TASK DIRECTIONS - Each record needs to be echoed exactly; can you do that?

RECORDS -

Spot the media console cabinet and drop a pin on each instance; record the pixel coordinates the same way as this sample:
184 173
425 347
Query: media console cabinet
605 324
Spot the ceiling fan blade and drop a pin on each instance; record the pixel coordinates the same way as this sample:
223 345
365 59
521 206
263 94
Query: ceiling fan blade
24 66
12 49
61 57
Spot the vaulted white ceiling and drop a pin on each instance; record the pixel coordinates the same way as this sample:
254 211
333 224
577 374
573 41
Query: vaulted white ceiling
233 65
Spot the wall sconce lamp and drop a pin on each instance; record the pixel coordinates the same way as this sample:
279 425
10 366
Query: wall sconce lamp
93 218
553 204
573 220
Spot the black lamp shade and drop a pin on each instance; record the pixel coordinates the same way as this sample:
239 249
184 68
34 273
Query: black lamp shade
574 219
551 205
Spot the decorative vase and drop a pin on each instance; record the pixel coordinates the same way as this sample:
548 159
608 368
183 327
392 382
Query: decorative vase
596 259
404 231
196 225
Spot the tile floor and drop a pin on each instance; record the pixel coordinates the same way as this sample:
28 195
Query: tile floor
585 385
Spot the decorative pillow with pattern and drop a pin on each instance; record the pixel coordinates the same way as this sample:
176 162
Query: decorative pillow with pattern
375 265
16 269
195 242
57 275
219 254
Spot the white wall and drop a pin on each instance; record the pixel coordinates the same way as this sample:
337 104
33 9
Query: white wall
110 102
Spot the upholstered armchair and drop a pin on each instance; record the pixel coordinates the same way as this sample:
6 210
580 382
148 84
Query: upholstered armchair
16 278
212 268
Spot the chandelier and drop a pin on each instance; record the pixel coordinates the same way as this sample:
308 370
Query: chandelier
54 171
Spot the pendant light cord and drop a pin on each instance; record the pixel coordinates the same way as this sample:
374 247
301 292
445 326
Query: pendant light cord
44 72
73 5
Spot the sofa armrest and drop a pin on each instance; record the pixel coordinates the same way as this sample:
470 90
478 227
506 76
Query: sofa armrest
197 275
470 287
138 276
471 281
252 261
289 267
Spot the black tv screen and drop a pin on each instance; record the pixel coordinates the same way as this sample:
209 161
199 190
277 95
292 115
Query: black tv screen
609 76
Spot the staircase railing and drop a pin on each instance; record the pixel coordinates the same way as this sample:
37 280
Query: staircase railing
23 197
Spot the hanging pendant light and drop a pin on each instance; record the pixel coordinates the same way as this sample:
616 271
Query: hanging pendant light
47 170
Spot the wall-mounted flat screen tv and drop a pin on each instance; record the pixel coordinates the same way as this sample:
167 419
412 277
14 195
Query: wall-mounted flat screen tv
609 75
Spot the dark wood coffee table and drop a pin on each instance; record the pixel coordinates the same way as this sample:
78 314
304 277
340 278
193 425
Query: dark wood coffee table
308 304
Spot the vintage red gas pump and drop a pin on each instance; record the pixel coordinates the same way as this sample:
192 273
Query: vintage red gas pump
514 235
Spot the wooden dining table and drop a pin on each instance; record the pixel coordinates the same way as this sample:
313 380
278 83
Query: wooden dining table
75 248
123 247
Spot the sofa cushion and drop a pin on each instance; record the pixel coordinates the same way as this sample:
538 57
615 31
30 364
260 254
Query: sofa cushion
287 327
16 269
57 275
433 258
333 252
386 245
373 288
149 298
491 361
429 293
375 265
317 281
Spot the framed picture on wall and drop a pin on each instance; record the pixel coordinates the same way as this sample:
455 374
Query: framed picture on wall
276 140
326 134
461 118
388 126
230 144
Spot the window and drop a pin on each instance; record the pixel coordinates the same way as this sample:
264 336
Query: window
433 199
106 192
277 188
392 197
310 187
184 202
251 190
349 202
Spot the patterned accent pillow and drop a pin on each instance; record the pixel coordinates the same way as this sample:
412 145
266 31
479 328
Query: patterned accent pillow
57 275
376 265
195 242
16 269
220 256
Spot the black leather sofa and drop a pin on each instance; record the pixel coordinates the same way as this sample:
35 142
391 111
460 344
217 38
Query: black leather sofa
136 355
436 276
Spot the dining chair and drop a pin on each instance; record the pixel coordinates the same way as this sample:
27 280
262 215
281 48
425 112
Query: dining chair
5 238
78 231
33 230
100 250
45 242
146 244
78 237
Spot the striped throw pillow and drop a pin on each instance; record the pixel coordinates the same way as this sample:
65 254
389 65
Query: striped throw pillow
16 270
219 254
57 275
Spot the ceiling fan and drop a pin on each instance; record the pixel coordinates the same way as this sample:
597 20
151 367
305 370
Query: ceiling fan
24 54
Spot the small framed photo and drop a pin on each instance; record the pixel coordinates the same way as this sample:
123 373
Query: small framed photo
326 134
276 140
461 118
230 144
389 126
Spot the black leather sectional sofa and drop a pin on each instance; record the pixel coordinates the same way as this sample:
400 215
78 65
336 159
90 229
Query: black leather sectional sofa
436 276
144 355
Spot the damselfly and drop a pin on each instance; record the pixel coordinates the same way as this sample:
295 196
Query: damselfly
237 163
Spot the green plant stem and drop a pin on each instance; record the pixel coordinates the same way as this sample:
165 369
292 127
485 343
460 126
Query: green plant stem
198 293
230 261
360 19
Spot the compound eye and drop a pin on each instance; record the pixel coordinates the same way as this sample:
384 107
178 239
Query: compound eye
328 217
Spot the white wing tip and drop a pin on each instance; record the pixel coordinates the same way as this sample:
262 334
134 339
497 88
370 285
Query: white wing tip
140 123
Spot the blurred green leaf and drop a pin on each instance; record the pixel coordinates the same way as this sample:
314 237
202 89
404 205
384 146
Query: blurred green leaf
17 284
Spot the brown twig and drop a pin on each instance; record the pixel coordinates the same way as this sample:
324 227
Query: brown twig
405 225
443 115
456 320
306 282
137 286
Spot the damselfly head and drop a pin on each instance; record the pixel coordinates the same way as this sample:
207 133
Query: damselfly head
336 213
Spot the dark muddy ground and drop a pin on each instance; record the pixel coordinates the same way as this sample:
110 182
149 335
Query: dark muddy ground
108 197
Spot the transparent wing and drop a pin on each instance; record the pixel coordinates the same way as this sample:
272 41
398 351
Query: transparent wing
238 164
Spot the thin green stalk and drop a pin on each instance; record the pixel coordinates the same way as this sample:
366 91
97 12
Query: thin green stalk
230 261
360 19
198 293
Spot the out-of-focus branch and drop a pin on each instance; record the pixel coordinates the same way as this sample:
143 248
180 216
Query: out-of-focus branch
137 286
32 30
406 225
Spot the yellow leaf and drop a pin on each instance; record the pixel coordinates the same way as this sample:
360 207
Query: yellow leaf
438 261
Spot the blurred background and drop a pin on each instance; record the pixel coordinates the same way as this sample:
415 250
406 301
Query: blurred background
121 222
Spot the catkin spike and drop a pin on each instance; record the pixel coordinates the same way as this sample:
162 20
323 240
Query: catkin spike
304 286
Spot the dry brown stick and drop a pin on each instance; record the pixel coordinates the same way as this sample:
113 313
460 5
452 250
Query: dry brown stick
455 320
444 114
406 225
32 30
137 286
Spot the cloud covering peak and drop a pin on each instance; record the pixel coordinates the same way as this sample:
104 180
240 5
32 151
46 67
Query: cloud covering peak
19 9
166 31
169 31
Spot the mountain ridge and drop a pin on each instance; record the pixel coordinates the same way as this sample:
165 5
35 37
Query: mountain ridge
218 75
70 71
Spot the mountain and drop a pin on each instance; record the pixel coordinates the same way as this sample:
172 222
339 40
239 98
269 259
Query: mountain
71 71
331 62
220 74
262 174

ANSWER -
Spot the media console cabinet and drop a pin on each instance; record the pixel coordinates the same way as this sample:
184 173
425 347
Query: media console cabinet
605 324
Spot the ceiling fan blade and drop a pin on each instance; record the pixel coordinates the same way as this sample:
223 345
365 59
521 206
263 94
Query: ceiling fan blade
24 66
12 49
61 57
Spot the vaulted white ceiling and drop a pin on each instance; record the pixel coordinates the same way as this sample:
254 211
333 224
577 374
573 41
Query: vaulted white ceiling
233 65
Spot the wall sconce lamp and drop a pin on each instance; record the pixel coordinates the same way as this sample:
279 425
10 366
Query: wall sconce lamp
93 218
553 204
573 220
Spot the black lamp shade and drop a pin on each instance; record the pixel coordinates the same way as this sample:
239 249
184 68
34 273
Query: black lamp shade
574 219
551 205
Spot the decorative vase and drop a pin on each instance; record the pixel coordinates the same way as this sample:
548 159
608 368
183 327
392 382
Query: decorative vase
596 259
404 231
196 225
Spot the tile floor and drop a pin on each instance; record the pixel coordinates the same way as this sample:
28 195
Query: tile floor
585 385
Spot the decorative pillow with pattern and drop a pin on each instance; record the pixel coordinates the same way as this sample:
176 162
Query: decorative pillow with pattern
375 265
16 269
195 242
57 275
219 254
Spot the white wall and drop a pin on each instance; record the pixel coordinates the same way as this sample:
337 104
33 9
Query: white wall
110 102
Spot the upholstered armchair and drop a pin on each instance; record the pixel coordinates the same way as this sample:
6 210
580 382
148 84
Query: upholstered armchair
16 278
212 268
Spot the chandelier and drop a pin on each instance; record the pixel coordinates the same way as this sample:
308 370
Query: chandelier
54 171
Spot the pendant light cord and drop a pin on each instance; record the pixel coordinates the same way as this sample:
374 247
301 292
445 326
Query: pendant light cord
44 72
73 5
Spot the sofa armrest and drop a pin on each instance; record the pixel coordinates the same way as this sample:
470 90
478 227
506 76
Query: sofa armrest
197 275
470 287
138 276
471 281
252 261
289 267
Spot the black tv screen and drop a pin on each instance; record the pixel coordinates the same way as this sample:
209 161
199 190
277 95
292 115
Query: black tv screen
609 76
Spot the staircase railing and drop a pin on each instance; record the pixel coordinates the same way as this sample:
37 280
Query: staircase railing
23 197
Spot the hanging pendant light and drop a pin on each instance; record the pixel coordinates the same way as this sample:
616 271
Query: hanging pendant light
47 170
Spot the wall-mounted flat screen tv and drop a pin on each instance; record the pixel coordinates the same way as this sample:
167 419
412 277
14 195
Query: wall-mounted flat screen tv
609 75
Spot the dark wood coffee table and drop a pin on each instance; record the pixel coordinates the same way as this sample:
78 314
304 277
340 278
193 425
Query: dark wood coffee table
308 304
Spot the vintage red gas pump and drop a pin on each instance; record the pixel coordinates the same way as this sample:
192 273
Query: vintage red gas pump
514 235
Spot the wooden dining table and drop a pin on each instance; record the pixel coordinates the same way as this sample:
313 380
278 83
Query: wooden dining table
75 248
123 247
Spot the sofa cushion and drop a pin on each instance; record the pixel coordinates the same way as this sample:
538 57
615 31
30 364
260 254
Query: sofa cushion
287 327
16 269
57 275
433 258
333 252
386 245
373 288
149 298
491 361
429 293
375 265
317 281
Spot the framed picture on wall and drop a pin on each instance; record the pixel coordinates the same way as this sample:
455 374
Query: framed picture on wall
276 140
326 134
461 118
388 126
230 144
Spot the window and drop a pin on each instance; record the pixel coordinates the same way as this sample:
264 336
Query: window
433 199
106 192
277 188
392 197
310 187
184 202
251 190
349 202
Spot the patterned accent pillow and drop a pin on each instance; record the pixel coordinates the same way as this sample:
412 145
266 31
479 328
Query: patterned accent pillow
57 275
376 265
195 242
16 269
220 256
Spot the black leather sofa and drop a pin on each instance; record the pixel coordinates the same way as this sample:
35 142
391 111
460 344
217 38
Query: black leather sofa
136 355
436 276
Spot the dining chair and drop a pin on each instance; record the pixel coordinates the same way as this sample:
27 280
262 215
281 48
425 112
Query: dining chair
5 238
78 231
33 230
100 250
45 242
146 244
78 237
Spot the striped throw pillow and drop a pin on each instance; record the pixel coordinates the same way as this sample:
65 254
389 65
Query: striped throw pillow
16 270
219 254
57 275
Spot the ceiling fan and drop a pin on each instance; record the pixel coordinates the same way as this sample:
597 20
151 367
305 370
Query: ceiling fan
24 54
Spot the small framed photo and drop a pin on each instance; record the pixel coordinates the same way as this sample:
123 373
Query: small framed photo
326 134
276 140
461 118
230 144
389 126
Spot the black leather sectional sofa and drop a pin on each instance; record the pixel coordinates the same way as this sample:
400 215
78 65
336 159
90 229
Query: black leather sectional sofa
436 276
144 355
Spot the damselfly and drop a pin on each instance; record the pixel coordinates the same way as this sample:
295 196
Query: damselfly
237 163
Spot the green plant stem and drop a pin on each instance; record the pixel coordinates the same way as this sample:
165 369
292 127
485 343
460 126
Query: green plant stem
198 293
230 261
360 19
Spot the compound eye and drop a pin on each instance; record the pixel coordinates the same way as this sample:
384 107
178 239
Query: compound eye
328 217
Spot the white wing tip and drop a pin on each instance; record the pixel coordinates the same way as this sample:
262 334
134 339
497 88
370 285
Query: white wing tip
140 123
Spot the blurred green leaf and drop a pin on each instance; record the pixel coordinates the same way as this sample:
314 237
202 89
404 205
384 146
Query: blurred green leaf
17 284
Spot the brown twig and drop a pin on each instance; record the pixel coordinates the same way as this sample:
324 227
Query: brown twig
405 225
443 115
456 320
306 282
137 286
Spot the damselfly head and drop a pin on each instance; record the pixel coordinates the same way as this sample:
207 133
Query: damselfly head
336 213
Spot the dark muddy ground and drop a pin on each instance; record the pixel coordinates the same way as this sample:
110 182
149 335
Query: dark muddy ground
108 197
Spot the transparent wing and drop a pin on each instance; record the pixel coordinates the same way as this sample:
272 41
398 351
Query: transparent wing
238 164
Spot the thin green stalk and drop a pin on each instance; record the pixel coordinates the same way as this sample:
366 91
97 12
Query: thin green stalk
230 261
360 19
198 293
Spot the out-of-focus branch and drop a pin on each instance; record the pixel coordinates the same way as this sample:
143 248
180 216
Query: out-of-focus branch
137 286
32 30
406 225
Spot the yellow leaf and drop a pin on each instance; record the pixel coordinates the same way as this sample:
360 207
Query: yellow leaf
438 261
Spot the blurred background and drop a pin on each instance; record the pixel coordinates the same way as this sample:
415 250
406 301
Query: blurred background
121 222
Spot the catkin spike and drop a pin on each instance; record the pixel coordinates the same way as this sample:
162 20
323 240
Query: catkin spike
304 286
Spot the dry brown stick and drop a pin on each instance; record the pixel coordinates the same way as this sample:
113 313
460 5
452 250
Query: dry brown stick
455 320
444 114
406 225
32 30
137 286
Spot the cloud covering peak and drop a pin on each instance; record the pixel coordinates the same way as this sample:
104 180
240 5
32 151
46 67
Query: cloud covering peak
19 9
166 31
169 31
Spot the mountain ridge and drop a pin on each instance; record the pixel coordinates the same way as this sample:
165 5
35 37
Query: mountain ridge
218 75
70 71
Spot the mountain and drop a pin on each instance; record the pixel coordinates the same way as this sample:
172 222
339 40
239 98
269 259
Query: mountain
71 71
331 62
220 74
262 174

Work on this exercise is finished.